**Supplied records:**

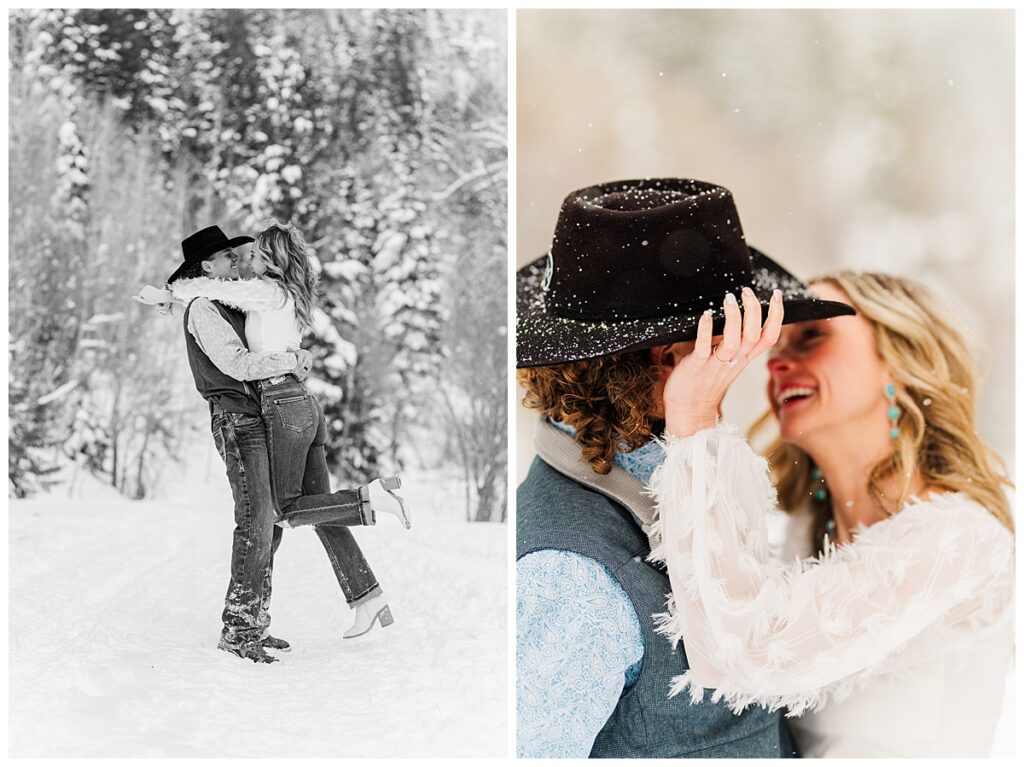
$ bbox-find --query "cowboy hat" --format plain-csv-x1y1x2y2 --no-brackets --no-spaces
166,225,254,285
516,178,855,368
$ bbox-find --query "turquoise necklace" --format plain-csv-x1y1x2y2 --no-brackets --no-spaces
812,388,901,544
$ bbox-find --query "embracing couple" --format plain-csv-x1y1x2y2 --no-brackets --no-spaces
515,179,1014,757
138,222,411,664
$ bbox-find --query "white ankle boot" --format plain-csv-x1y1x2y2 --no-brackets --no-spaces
367,476,411,529
343,592,395,639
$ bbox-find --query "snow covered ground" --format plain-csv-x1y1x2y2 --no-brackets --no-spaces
8,455,507,758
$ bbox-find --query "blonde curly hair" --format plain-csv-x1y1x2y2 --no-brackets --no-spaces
750,271,1013,550
252,219,320,330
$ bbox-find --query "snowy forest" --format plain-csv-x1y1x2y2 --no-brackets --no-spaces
8,8,508,522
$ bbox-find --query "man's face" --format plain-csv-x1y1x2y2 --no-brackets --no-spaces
201,248,239,280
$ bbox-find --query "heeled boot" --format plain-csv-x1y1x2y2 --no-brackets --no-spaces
343,592,395,639
365,476,411,529
274,476,410,529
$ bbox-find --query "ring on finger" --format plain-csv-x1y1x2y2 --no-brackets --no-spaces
712,345,738,367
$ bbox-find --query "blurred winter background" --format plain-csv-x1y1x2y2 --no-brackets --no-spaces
516,9,1013,756
8,8,507,758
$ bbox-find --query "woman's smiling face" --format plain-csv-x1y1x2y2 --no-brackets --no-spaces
766,282,890,448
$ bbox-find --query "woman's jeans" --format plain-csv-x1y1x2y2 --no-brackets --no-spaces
258,376,375,527
210,388,379,649
258,375,379,591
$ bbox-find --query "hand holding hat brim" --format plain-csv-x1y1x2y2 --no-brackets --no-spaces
661,287,785,438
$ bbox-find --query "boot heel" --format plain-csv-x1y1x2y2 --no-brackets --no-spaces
378,605,395,628
366,477,411,530
377,477,410,529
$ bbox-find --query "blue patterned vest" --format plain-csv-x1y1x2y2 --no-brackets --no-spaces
517,423,798,758
182,298,261,416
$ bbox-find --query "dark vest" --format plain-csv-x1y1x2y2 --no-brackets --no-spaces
518,453,798,758
183,298,261,416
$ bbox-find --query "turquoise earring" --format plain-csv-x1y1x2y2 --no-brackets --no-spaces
811,467,828,502
811,466,836,539
885,383,900,440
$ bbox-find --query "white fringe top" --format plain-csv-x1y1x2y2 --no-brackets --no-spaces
171,277,298,354
646,423,1014,728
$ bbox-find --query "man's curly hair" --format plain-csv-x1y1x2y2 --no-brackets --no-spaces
518,351,661,474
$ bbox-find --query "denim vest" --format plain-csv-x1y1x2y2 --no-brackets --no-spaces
517,424,798,758
183,298,261,416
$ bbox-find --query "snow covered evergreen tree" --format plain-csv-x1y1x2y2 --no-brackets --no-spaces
9,8,507,516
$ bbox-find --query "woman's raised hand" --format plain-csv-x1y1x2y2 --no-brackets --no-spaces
132,285,175,316
663,287,784,438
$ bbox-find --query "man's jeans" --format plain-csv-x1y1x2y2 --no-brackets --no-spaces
211,405,379,649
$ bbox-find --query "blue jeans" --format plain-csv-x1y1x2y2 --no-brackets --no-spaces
256,376,379,600
210,409,280,648
259,376,374,528
210,403,379,649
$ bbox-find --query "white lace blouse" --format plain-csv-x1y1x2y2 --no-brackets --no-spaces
647,423,1014,756
170,277,298,353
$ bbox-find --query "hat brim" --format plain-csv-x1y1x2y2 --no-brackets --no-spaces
516,247,856,368
165,235,255,285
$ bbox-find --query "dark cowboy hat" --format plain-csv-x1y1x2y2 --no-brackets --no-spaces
516,178,856,368
166,225,254,285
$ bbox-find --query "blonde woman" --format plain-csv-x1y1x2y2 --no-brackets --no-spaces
168,221,410,638
648,272,1014,757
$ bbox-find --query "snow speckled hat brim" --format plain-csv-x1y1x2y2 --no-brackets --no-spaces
516,246,855,368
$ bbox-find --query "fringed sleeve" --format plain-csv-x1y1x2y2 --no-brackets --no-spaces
171,277,286,313
647,423,1014,716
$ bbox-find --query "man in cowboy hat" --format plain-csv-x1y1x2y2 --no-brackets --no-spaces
164,225,384,664
515,179,854,757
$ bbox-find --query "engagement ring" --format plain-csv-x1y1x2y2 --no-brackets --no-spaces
713,346,738,367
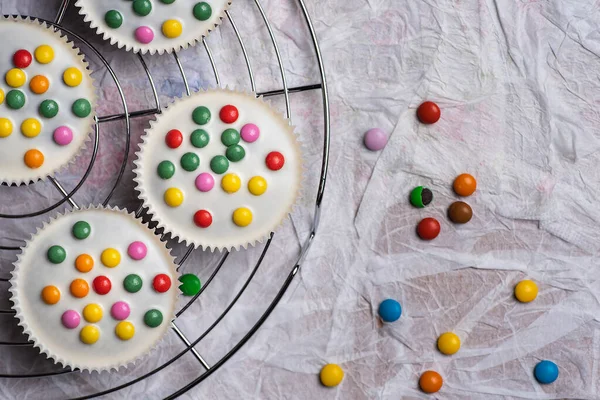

**Try it:**
The answer must repeat every record exactly, with all pictures left out.

**Task response:**
$ bbox-find --query "cowboy hat" --format plain-csv-x1y1x2y2 --no-brackets --no-spaces
166,225,254,285
516,178,855,368
$ bbox-find --query "turquoise necklace" --format plain-csv-x1y1x2y2 --no-brackets --no-spaces
812,388,901,544
$ bbox-find --query "embracing couple" --format plain-csv-x1y1x2y2 --no-brackets --no-spaces
515,179,1014,757
138,222,411,664
$ bbox-find --query "white ankle boot" --format plain-csv-x1y1x2y2 --no-brackets --no-spaces
367,476,411,529
343,592,395,639
$ bbox-find --query "snow covered ground" --format plain-csv-x1y1x2y2 --no-brackets --no-spaces
8,455,507,758
$ bbox-find --query "blonde curly hair" --format plain-csv-x1y1x2y2 --no-brackets --no-spaces
750,271,1013,550
252,219,320,330
$ bbox-find --query "snowy forest" --format plain-csv-x1y1x2y2 --no-brackets --no-spaces
8,8,508,522
$ bbox-find --query "man's face" --format plain-csv-x1y1x2y2 --no-brackets --no-spaces
201,248,239,280
$ bbox-find --query "heeled boot" --format plain-csv-x1y1x2y2 --no-brackets --no-spaces
343,592,395,639
365,476,411,529
274,476,410,529
$ bbox-find --query "ring on finger" --format plain-csv-x1y1x2y2 --no-brackets --no-spaces
712,345,738,367
$ bbox-find --query "blurred winter background" --format plain-csv-x1y1x2y2 --no-brackets --no-spaces
516,9,1013,756
8,8,507,758
$ bbox-find --query "woman's smiling face" --format plain-csv-x1y1x2y2 --no-brackets --no-spaces
766,282,890,448
$ bbox-find --query "woman's jeans" --format plain-csv-x1y1x2y2 --no-brackets --no-spaces
258,376,375,527
210,388,379,649
258,375,379,591
$ bbox-find --query "hand holding hat brim" --format plain-csv-x1y1x2y2 --no-brackets --no-spaces
661,287,785,438
$ bbox-find --query "boot heel" --format plain-csv-x1y1x2y2 --no-brackets --no-spaces
378,605,395,628
366,477,411,530
377,477,410,529
$ bbox-find --query "blue patterned vest" --format plain-csv-x1y1x2y2 --no-brackets --no-spaces
517,423,798,758
182,298,261,416
$ bbox-find --query "dark vest" --format plain-csv-x1y1x2y2 --no-brackets --no-spaces
518,453,798,758
183,298,261,416
$ bbox-find --query "turquoise earring" --format plain-csv-x1y1x2y2 --no-brackets --no-spaces
811,467,828,502
811,466,836,539
885,383,900,440
$ bbox-find --query "white fringe top" --format plain-csv-x1y1x2y2 --no-brackets --no-spaces
171,277,298,354
646,423,1014,728
$ bbox-find --query "man's curly hair" --format plain-csv-x1y1x2y2 --no-brackets --no-spaces
518,351,661,474
$ bbox-find --query "denim vest" --format plain-csv-x1y1x2y2 --no-brackets --no-spaces
517,424,798,758
183,298,261,416
$ bbox-find --query "snow covered evergreen tree" --format plain-csv-x1y1x2y2 --no-brackets --no-spaces
9,8,507,516
$ bbox-find --query "woman's raised hand" --format plain-csv-x1y1x2y2 --no-brackets --no-spaces
132,285,175,316
663,287,784,438
$ bbox-find --query "man's jeans" --format plain-csv-x1y1x2y2 --no-brackets --no-spaces
211,405,379,649
$ bbox-find --query "blue jeans" --format plain-csv-x1y1x2y2 --no-brackets --no-spaces
256,376,379,600
210,409,280,648
259,376,374,528
210,403,379,649
$ bbox-find --query "white lace blouse" --format plain-csv-x1y1x2y2 --no-brackets --no-spaces
647,423,1014,756
170,277,298,353
$ bbox-find --query "hat brim" --format plain-csv-x1y1x2y2 --no-brackets --no-spaces
516,247,856,368
165,235,255,285
$ bbox-find --query "dark cowboy hat" --format plain-csv-x1y1x2y2 --no-brackets --no-spaces
516,178,856,368
166,225,254,285
$ bbox-find --query "blonde woman" --format plain-csv-x1y1x2y2 --no-brackets --no-spaces
168,221,410,638
648,272,1014,757
$ bbox-find --query "snow speckled hat brim" --format plain-csv-x1y1x2y2 --no-brackets --no-spaces
516,246,855,368
$ bbox-find --query "fringed sleeve" --format plain-csv-x1y1x2y2 --no-brackets --no-spaces
171,277,286,313
647,423,1014,716
$ bbox-find --query "man in cowboy hat" --format plain-csv-x1y1x2y2 --no-brackets --no-spaces
164,225,384,664
515,179,854,757
$ bbox-find --query "engagement ring" --format plain-csv-x1y1x2y2 --no-brackets --no-spaces
713,346,738,367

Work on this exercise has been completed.